Source.
══════════════════════════════

For this new venture, Cantine Maschio brought its same careful, quality-minded approach to winemaking to the table. It collaborated with the esteemed University of Padova and the Enological School of Conegliano in a three-year experiment in order to find the perfect balance between the Glera and Pinot Noir grapes approved for the new rosé category. The latter grape can comprise up to 15 percent of the blend, adding elegance and complexity, Cescon says, without overshadowing the signature fruit-forward freshness of Glera. The final wine, he says, “satisfies even the most discerning palates with its rose color and distinct flavors and bouquet.”
The Consortium estimated total Prosecco rosé production at 30 million bottles from January to May 2021, with export forecasts eventually reaching up to 80 percent. Since the category was introduced to the U.S. market in spring 2021, sales have not disappointed. According to Nielsen data from Aug. 14, in its first eight months stateside, Prosecco rosé represented $13.6 million in sales with 79,000 cases imported.
The sales speak of the pent-up demand for such an innovation in Prosecco, but behind that market success are producers such as Cantine Maschio who have long been stewards of their territory, their brands, and yet, have a vision for the future. For Cescon, that has been prioritizing sustainable practices in viticulture and in the winery, by reducing waste, conserving water and adhering to global benchmarks recognized by third-party certifications. Cantine Maschio’s Proseccos are also produced without GMO and gluten, suitable for vegan wine lovers.
All that attention translates to quality in the bottle. A slow secondary fermentation results in a fine perlage that gives it its trademark elegance. In the glass, Pinot Noir’s fresh red-berry flavors marry with Glera’s white flower and citric freshness for a full-bodied wine that can go from aperitif to casual dinner table.

══════════════════════════════

Listed entries.
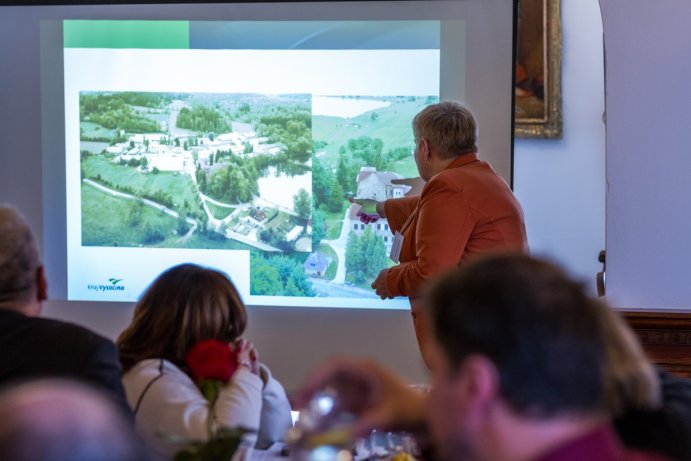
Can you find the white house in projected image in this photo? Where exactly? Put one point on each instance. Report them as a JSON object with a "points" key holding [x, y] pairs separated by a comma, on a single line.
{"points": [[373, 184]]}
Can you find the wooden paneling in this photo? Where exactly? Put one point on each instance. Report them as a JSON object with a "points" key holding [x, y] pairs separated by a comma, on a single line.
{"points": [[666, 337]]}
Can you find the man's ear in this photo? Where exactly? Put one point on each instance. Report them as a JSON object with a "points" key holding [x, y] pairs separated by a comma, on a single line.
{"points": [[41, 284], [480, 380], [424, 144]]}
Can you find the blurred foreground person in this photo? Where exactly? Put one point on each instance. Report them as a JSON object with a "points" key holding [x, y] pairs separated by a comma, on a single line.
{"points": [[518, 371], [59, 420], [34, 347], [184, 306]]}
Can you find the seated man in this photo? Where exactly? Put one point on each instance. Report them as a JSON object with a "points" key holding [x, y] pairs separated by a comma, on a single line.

══════════════════════════════

Stated problem. In the piece about Prosecco rosé, what is the largest share of the blend that Pinot Noir can make up? You won't need the rows for this.

Answer to this exercise. Up to 15 percent.